**PAGE TEXT**.
===============

I have been playing around with the Python language for a month or two, and really enjoy it. Specifically, I have been using Matthew Russell’s book Mining the Social Web (no financial relation here, just a happy customer) to find out how to do my own custom social network analysis. I’ve really only dipped my toes in it, but even the simple stuff can yield great insights. (Perhaps that’s the greatest insight I’m getting from this book!)
At any rate, I basically compiled all the material from Chapter 1 into one program, and searched for the term #pharma. I came up with the following:
Search term: #pharma
Total words: 7685
Total unique words: 3142
Lexical diversity: 0.408848
Avg words per tweet: 15.370000
The 50 most frequent words are
[u'#pharma', u'to', u'-', u'RT', u'#Pharma', u'in', u'for', u'the', u'and', u'of
', u':', u'a', u'on', u'&', u'#Job', u'is', u'#jobs', u'Pharma', u'#health',
u'#healthinnovations', u'\u2013', u'The', u'at', u'#hcmktg', u'Pfizer', u'from'
, u'US', u'with', u'#biotech', u'#nhs', u'de', u'#drug', u'drug', u'http://bit.ly/PHARMA', u'this', u'#advertising', u'...', u'FDA', u'#Roche', u'#healthjobs',
u'an', u'Medical', u'that', u'AdPharm', u'them', u'you', u'#medicament', u'Big',
u'ouch', u'post']
The 50 least frequent words are
[u'verteidigen', u'video', u'videos,', u'vids', u'viral', u'visiting', u'vom', u
'waiting', u'wave', u'way:', u'weakest', u'website.', u'week', u'weekend,', u'we
ekly', u'werden', u'whether', u'wholesaler', u'willingness', u'winning...', u'wi
sh', u'work?', u'workin...', u'working', u'works', u'works:', u'world', u'worldw
ide-', u'write', u'wundern', u'www.adecco.de/offic...', u'year', u'years,', u'ye
t?', u"you'll", u'you?', u'youtube', u'you\u2019re', u'zone', u'zu', u'zur', u'{
patients}!?', u'\x96', u'\xa360-80K', u'\xbb', u'\xc0', u'\xe9cart\xe9s', u'\xe9
t\xe9', u'\xe9t\xe9...', u'\xfcber']
Number of users involved in RT relationships for #pharma: 158
Number of RT relationships: 108
Average number of RTs per user: 1.462963
Number of subgraphs: 52
(The term u'<stuff>' above simply means that the words in quotes are stored in unicode, which you can safely ignore here.)
As for graphing the retweet relationships, I came up with the following:
So whom should you follow if you want pharma news? Probably you can start with those tweeters at the centers of wheels with a lot of spokes. What are #pharma tweeters concerned about these days? Jobs, jobs, jobs, and maybe some innovations.
Update: I checked the picture and saw that it was downsized into illegibility. So I uploaded an svg version.

===============

Dataset entries:
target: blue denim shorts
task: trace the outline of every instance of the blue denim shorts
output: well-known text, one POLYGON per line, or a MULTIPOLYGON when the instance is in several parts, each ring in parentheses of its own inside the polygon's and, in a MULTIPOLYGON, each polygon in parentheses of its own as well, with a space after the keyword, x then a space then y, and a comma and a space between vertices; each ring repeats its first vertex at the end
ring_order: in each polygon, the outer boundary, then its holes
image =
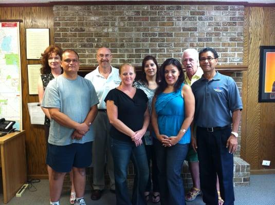
POLYGON ((72 167, 87 167, 91 163, 93 142, 64 146, 49 144, 46 163, 58 172, 69 172, 72 167))

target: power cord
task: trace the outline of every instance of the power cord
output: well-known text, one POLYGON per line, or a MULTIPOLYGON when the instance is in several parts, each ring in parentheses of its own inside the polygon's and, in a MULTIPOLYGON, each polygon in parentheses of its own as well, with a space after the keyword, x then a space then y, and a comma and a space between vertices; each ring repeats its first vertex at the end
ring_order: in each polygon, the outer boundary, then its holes
POLYGON ((35 183, 39 183, 40 179, 33 179, 28 180, 27 181, 29 186, 28 186, 28 190, 31 192, 36 192, 37 191, 36 188, 33 185, 35 183))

===============

**EXPLORE THE MATERIAL**.
1. Translate this sentence from the #pharma post into Spanish: "I’ve really only dipped my toes in it, but even the simple stuff can yield great insights."
2. Repeat the part of the #pharma post that begins at the words "As for graphing" and stops after "an svg version.".

**ANSWERS FOR THE EXERCISE**.
1. Apenas he empezado a explorarlo, pero incluso lo más sencillo puede ofrecer grandes revelaciones.

2.
As for graphing the retweet relationships, I came up with the following:
So whom should you follow if you want pharma news? Probably you can start with those tweeters at the centers of wheels with a lot of spokes. What are #pharma tweeters concerned about these days? Jobs, jobs, jobs, and maybe some innovations.
Update: I checked the picture and saw that it was downsized into illegibility. So I uploaded an svg version.